### Directions for this task:
Continue the piece about Joanna's residency at VCCA from the point where it stops.

### Passage for review:
Joanna is in residence
at VCCA for six weeks. When she got the acceptance notice she couldn’t remember
applying for six weeks. With three children (28, 25, 16) and a husband, it
didn’t seem feasible. But her husband urged her to go. “The first time I came
into my studio, it felt like my space immediately. I thought, yeah, this is why
I came here.”
But she had had her
doubts. The night before she left Israel, sitting in her garden with Virginia a
distant unknown, she was plagued with doubts. “I have a really pretty garden
and a lovely house in the country. I
have a dog and a cat and it’s all very nice, and I thought, why do I have to go
all the way over there to write about what’s happening here. Why would I do
that? I was sitting up at 2:00 am thinking I’m such an idiot, why get on a
plane and go all that way? And now I
know. Sometimes you have to go far away to see things close up. Plus you get
this incredible dialogue with the other Fellows in residence.”
Joanna originally
thought she would finish up her residency with her memoir completed. Now, she
hopes to leave VCCA with a strong book proposal and overview.

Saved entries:
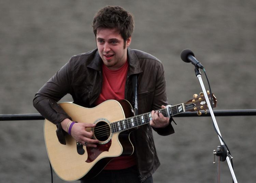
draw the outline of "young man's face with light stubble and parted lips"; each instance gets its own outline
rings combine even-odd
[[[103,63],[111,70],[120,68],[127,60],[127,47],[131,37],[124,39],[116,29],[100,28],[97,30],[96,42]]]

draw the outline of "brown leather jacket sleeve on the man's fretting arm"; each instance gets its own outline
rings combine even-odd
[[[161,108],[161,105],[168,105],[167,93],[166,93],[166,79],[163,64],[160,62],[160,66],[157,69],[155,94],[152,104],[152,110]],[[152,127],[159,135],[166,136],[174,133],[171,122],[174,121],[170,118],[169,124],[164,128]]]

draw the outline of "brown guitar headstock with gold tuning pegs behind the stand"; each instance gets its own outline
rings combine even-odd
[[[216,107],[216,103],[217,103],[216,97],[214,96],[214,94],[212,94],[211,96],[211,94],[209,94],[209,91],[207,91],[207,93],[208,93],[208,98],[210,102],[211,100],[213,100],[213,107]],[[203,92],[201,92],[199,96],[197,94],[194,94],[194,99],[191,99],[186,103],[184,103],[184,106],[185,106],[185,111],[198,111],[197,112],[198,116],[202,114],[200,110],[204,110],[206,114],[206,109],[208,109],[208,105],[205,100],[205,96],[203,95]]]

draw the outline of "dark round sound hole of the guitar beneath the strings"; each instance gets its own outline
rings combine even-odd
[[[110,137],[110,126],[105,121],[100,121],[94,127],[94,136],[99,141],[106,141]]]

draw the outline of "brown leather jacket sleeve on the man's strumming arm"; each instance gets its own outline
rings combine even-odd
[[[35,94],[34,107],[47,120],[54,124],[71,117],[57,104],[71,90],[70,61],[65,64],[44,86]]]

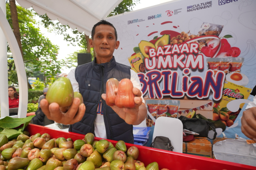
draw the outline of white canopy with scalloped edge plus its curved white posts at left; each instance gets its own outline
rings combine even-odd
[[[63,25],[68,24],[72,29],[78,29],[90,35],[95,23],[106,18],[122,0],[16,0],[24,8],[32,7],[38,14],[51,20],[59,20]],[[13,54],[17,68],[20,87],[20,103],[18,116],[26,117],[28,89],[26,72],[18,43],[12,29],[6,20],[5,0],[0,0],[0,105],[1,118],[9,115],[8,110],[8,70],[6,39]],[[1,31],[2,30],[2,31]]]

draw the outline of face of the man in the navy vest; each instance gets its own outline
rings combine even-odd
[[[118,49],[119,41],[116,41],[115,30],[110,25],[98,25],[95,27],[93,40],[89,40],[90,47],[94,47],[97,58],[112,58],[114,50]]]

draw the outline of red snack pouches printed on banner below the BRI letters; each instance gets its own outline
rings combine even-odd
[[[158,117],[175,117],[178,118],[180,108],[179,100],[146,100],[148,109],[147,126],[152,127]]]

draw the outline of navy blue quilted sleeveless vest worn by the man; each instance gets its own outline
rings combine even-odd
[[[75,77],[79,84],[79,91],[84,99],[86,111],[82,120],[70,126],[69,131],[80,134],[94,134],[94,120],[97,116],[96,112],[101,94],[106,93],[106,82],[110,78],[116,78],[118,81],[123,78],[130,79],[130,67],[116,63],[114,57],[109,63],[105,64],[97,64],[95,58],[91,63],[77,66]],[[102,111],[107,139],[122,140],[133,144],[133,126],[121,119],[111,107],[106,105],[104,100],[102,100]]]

### Result below:
Of her residency Joanna
has nothing but praise: “It’s been amazing; you cannot imagine what a treat it
is to be here and have almost every night this very stimulating conversation
and these wonderful presentations. While I have my own English writing community,
it’s small. So I’ve been like a kid in a
candy store. Being surrounded by visual artists and the composers it’s been
fantastic to see how we create in similar ways. I’ve made good friends here. And,
I don’t have to make an effort to look for women because they’re all over this
residency, which is really, really nice.“
An incident occurred that
demonstrated powerfully to Joanna the very obvious respect for the Fellows’
work that is a central element of the VCCA culture. She needed to return a key
to the office and mentioned that she would forgo her planned walk in the woods
in order to get it there before the office closed at 5:00 PM. A staff member overhearing
this said, “No, you must go for a walk. It’s okay; you can give the key back
tomorrow. If you need to go for a walk and think, or take photographs, of
course you must go.”
A simple thing that many
take for granted about VCCA, but which Joanna relishes is its sense of
security. “I live on the edge of a forest, I don’t ever walk there on my own
because of where I live. I‘ve been to some tough places in my time working for
Newsweek, but I would never walk in the forest alone. And here, I can do it. I
wake up really early, no one else is around and I have my door open and I sit
outside and I’m not at all afraid.”
Living in Israel she
says, you’re always slightly looking over your shoulder. “I say that as
somebody with both Palestinian and Israeli friends. I am dedicated to doing
whatever I can to show the real faces of people who live there and ignore all
the clichés that you read about, but it’s very difficult to live there. If it
weren’t for my parents sending me there and then meeting my husband, I wouldn’t
be in Israel, but on the other hand, it’s given me an amazing opportunity to go
places and meet people. I want to know what they have to say, and I want other
people to know, too.”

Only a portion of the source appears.